> _THE EXERCISE_:
Pull out every line of the records below word for word, leaving out the pictures.
━━ RECORDS FOR THIS EXERCISE
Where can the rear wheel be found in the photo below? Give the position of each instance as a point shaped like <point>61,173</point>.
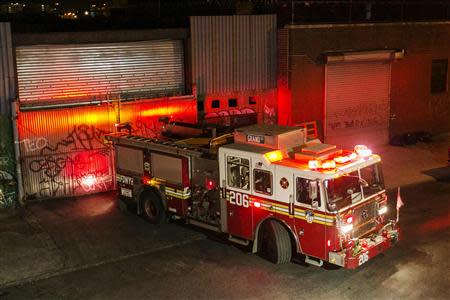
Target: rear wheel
<point>275,243</point>
<point>152,208</point>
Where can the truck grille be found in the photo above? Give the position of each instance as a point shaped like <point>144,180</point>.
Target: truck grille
<point>364,219</point>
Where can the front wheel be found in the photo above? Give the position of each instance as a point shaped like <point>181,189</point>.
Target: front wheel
<point>275,243</point>
<point>152,208</point>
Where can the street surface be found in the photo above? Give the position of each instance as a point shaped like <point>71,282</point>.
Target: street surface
━━━━
> _TASK ANSWER_:
Where can the rear wheel be found in the photo below? Give the position of each instance as a point shaped like <point>61,173</point>.
Target: rear wheel
<point>275,243</point>
<point>152,208</point>
Where can the truck grille be found in the photo above? Give the position of each instance as a point shaped like <point>144,180</point>.
Target: truck grille
<point>364,219</point>
Where can the front wheel be found in the photo above? Give the position of each instance as a point shaped like <point>181,189</point>.
Target: front wheel
<point>275,243</point>
<point>152,208</point>
Where can the street surface be found in the photo above? Give the position of each instance as a point shaped like <point>71,282</point>.
Target: street surface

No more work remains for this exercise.